Task details – Pull out each line in the records below that contains the word "white", and copy those lines.

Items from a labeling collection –

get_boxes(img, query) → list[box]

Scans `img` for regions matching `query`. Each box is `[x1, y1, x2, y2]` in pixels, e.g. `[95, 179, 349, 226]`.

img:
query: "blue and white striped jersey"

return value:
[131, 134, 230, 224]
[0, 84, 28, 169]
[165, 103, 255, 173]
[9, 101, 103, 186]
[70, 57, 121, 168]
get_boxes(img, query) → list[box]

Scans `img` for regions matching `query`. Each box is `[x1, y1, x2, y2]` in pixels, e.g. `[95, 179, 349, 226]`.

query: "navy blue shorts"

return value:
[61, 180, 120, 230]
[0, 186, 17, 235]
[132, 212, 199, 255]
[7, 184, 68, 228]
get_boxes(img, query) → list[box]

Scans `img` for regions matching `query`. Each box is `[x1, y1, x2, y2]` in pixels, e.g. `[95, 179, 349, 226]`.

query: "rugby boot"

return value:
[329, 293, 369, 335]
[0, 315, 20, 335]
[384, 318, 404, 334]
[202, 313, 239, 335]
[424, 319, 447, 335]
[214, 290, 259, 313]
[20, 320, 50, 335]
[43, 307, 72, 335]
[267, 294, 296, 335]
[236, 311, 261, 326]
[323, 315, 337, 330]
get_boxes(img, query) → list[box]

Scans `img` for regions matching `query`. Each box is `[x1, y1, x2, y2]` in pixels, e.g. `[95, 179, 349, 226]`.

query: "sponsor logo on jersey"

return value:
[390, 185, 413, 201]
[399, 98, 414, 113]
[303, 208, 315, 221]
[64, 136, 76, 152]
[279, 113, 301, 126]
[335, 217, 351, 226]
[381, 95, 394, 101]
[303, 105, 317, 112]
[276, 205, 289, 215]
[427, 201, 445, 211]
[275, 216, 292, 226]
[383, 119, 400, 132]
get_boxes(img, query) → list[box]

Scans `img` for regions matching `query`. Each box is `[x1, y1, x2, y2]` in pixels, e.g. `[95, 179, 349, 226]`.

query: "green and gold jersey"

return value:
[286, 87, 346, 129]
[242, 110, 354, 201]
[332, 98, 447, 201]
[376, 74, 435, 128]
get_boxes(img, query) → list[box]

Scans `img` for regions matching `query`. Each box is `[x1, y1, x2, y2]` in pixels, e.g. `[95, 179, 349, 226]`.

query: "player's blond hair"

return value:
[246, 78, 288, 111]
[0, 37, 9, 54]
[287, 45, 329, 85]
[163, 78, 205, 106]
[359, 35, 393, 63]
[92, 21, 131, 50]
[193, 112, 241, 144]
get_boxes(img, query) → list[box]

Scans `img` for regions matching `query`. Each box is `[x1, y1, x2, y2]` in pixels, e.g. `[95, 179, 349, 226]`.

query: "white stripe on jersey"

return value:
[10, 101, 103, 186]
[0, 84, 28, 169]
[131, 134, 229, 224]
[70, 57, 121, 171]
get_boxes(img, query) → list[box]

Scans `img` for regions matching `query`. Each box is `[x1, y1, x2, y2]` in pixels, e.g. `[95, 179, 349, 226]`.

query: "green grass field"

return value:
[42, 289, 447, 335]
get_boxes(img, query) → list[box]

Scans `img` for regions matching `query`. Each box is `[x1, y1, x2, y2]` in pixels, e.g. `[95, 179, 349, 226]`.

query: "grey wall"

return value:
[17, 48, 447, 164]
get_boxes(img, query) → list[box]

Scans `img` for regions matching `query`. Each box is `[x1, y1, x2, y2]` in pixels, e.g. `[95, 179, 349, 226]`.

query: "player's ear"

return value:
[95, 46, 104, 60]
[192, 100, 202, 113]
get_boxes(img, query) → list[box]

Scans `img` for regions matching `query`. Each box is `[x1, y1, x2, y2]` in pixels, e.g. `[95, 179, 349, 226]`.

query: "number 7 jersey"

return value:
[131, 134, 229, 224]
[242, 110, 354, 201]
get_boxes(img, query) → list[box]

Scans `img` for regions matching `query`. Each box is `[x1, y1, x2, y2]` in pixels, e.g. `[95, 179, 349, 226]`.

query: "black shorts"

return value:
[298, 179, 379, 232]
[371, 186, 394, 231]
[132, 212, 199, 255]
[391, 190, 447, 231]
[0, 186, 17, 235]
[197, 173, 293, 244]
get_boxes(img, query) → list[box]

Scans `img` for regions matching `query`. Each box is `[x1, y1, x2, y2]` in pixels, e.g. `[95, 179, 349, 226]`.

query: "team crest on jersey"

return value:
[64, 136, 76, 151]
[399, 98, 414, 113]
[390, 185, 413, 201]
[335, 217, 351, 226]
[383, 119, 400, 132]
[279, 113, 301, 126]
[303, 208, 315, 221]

---

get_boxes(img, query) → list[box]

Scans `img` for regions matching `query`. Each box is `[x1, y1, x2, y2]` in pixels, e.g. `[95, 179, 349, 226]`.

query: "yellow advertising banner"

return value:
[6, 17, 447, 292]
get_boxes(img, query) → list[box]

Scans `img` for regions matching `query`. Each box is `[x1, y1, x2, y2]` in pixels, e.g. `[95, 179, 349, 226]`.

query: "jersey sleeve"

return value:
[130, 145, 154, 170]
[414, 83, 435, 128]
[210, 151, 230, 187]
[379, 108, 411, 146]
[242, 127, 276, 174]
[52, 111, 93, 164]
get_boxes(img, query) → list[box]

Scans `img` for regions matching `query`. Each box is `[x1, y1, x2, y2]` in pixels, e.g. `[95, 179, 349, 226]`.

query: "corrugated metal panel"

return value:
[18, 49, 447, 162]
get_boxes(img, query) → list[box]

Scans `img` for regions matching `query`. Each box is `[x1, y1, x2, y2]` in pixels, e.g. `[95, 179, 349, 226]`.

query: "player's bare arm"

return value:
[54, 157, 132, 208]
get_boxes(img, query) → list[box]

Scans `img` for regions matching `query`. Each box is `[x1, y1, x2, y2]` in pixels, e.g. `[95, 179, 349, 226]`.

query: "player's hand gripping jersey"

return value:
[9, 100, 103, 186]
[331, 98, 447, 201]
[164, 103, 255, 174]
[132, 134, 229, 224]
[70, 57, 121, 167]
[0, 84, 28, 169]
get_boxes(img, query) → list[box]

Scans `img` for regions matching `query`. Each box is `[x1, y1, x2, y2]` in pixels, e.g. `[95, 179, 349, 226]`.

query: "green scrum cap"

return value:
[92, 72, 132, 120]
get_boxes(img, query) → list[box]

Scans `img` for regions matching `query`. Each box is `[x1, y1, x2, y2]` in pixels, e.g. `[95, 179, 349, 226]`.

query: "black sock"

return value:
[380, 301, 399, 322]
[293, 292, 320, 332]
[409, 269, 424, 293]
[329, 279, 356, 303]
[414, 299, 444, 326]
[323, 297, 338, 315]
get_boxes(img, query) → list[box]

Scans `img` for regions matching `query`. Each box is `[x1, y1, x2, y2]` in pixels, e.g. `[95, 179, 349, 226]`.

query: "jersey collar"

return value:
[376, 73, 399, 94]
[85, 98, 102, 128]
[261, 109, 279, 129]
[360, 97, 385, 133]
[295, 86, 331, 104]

==

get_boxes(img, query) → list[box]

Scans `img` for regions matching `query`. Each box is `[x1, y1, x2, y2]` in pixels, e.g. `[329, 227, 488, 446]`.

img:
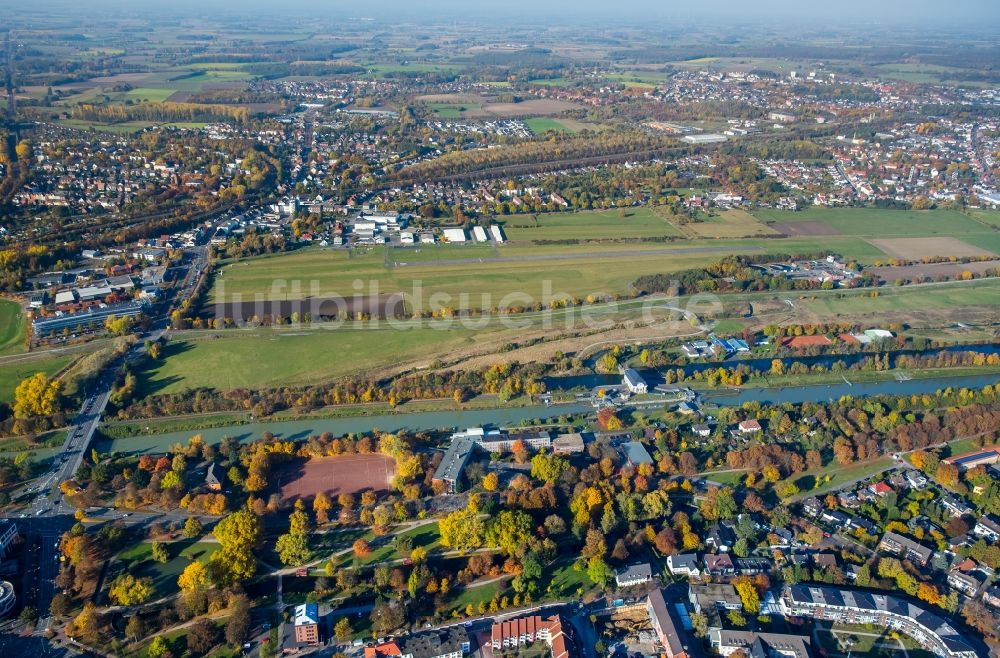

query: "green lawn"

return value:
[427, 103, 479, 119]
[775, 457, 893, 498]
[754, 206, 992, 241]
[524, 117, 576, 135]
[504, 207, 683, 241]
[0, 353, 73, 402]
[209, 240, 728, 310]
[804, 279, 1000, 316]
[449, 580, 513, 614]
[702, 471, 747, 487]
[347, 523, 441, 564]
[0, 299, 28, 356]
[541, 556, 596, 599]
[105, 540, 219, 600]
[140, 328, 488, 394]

Finished task –
query: "blue and white striped jersey"
query: "white stripe on jersey"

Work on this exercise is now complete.